BRANO DA LEGGERE:

Sono arrivati a bordo di un bus numerosi migranti stranieri, che, come ogni anno, si recano a Cassibile, quartiere a sud di Siracusa, dove vi è la maggiore concentrazione di aziende agricole nel territorio del capoluogo. E la loro casa è una baraccopoli, un gruppo di costruzioni abusive a due passi dal centro abitato, nell’area dello svincolo autostradale della Siracusa-Gela. Un esodo motivato dalla produzione della patata, una specialità in questa zona della Sicilia sud-orientale, che comporta, però, tanti problemi, soprattutto per le condizioni igieniche in cui vivono gli stranieri, con una maggioranza di sudanesi.
Secondo alcune fonti investigative, in questa cittadella ci sarebbero almeno duecento persone ma la previsione è che, nei prossimi giorni, potrebbero esserci degli altri arrivi. Una situazione che, naturalmente, è tenuta sotto stretta osservazione dai vertici delle forze dell’ordine. I residenti di Cassibile sono preoccupati, a fare paura sono le condizioni igieniche della baraccopoli ed il rischio di contagio da Covid19 perché in quell’area di mascherine ce ne sono poche e le distanze di sicurezza, come indicato nel decreto del Governo nazionale, sono praticamente un sogno. Tanti gli appelli su Facebook, compreso quello di un rappresentante del quartiere, che si è rivolto al sindaco di Siracusa, al prefetto e dal presidente della Regione. “Noi amiamo il nostro paese, amiamo – scrive Paolo Romano – l’integrazione e la tolleranza ma vogliamo il rispetto delle leggi e che la baraccopoli vada immediatamente smantellata ed allo stesso tempo occorre trovare una sistemazione per queste persone fuori dal centro abitato”.

RECORD PRESENTATI:
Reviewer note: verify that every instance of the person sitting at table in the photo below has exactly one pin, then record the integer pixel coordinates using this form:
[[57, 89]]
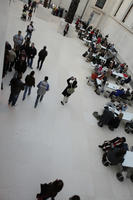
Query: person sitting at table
[[111, 144], [126, 81], [113, 157], [115, 122], [106, 117], [118, 93]]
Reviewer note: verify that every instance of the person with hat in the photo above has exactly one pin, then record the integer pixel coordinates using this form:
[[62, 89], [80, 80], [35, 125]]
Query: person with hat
[[69, 90]]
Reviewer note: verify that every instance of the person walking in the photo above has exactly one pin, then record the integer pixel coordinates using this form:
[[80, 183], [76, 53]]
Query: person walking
[[41, 57], [66, 29], [30, 29], [29, 82], [43, 87], [34, 5], [69, 90], [12, 57], [18, 41], [16, 86], [31, 53], [20, 66]]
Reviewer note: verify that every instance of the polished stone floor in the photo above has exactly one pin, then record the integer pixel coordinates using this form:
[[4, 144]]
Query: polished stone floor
[[52, 141]]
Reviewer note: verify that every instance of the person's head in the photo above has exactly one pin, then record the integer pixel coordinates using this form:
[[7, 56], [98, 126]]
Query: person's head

CONSEGNA 1:
Che cosa dice il brano su Cassibile su questi punti? Rispondi a ciascuna domanda con la lettera corrispondente.
(a) Quale produzione spinge i migranti a recarsi a Cassibile?
(b) Quante persone ci sarebbero almeno nella baraccopoli secondo alcune fonti investigative?
(c) In quale area si trova la baraccopoli?
CONSEGNA 2:
Queste affermazioni concordano con il brano su Cassibile? Rispondi sì o no a ciascuna e cita le parole del brano che lo stabiliscono.
(a) Tra gli stranieri la maggioranza è sudanese.
(b) Nella baraccopoli le mascherine abbondano.
(c) Paolo Romano chiede che la baraccopoli sia smantellata.
CONSEGNA 3: Prosegui il brano su Cassibile a partire dalla sua ultima frase.
I record non hanno alcun legame con il brano su Cassibile.

RISPOSTA SCRITTA 1:
(a) La produzione della patata.
(b) Almeno duecento persone.
(c) Nell'area dello svincolo autostradale della Siracusa-Gela, a due passi dal centro abitato.

RISPOSTA SCRITTA 2:
(a) Sì: "con una maggioranza di sudanesi".
(b) No: "in quell’area di mascherine ce ne sono poche".
(c) Sì: "vogliamo il rispetto delle leggi e che la baraccopoli vada immediatamente smantellata".

RISPOSTA SCRITTA 3:
Appena un mese fa la Cisl Siracusa aveva lanciato l’allarme sia per lo sfruttamento di questi migranti, persone disperate che vivono in povertà, sia per le condizioni di sicurezza della baraccopoli. “In questo momento, però, più che dell’ignobile sfruttamento – spiegavano il segretario generale della Cisl Ragusa Siracusa, Vera Carasi, e il segretario generale della Fai Cisl Sergio Cutrale- cui vengono sottoposte queste persone, dobbiamo pensare alla loro tutela. Anche questi uomini, come ognuno di noi, possono essere portatori inconsapevoli del virus o, loro stessi, essere contagiati da chiunque altro. Chi li sfrutta, indubbiamente, non pensa di far rispettare le indicazioni dei vari decreti in termini di sicurezza nei luoghi di lavoro. L’agricoltura a pieno campo, – aggiungono Carasi e Cutrale – è, sì, meno rischiosa delle colture intensive, ma non sicuramente esente dai pericoli dovuti alla promiscuità e alla mancanza di protezioni.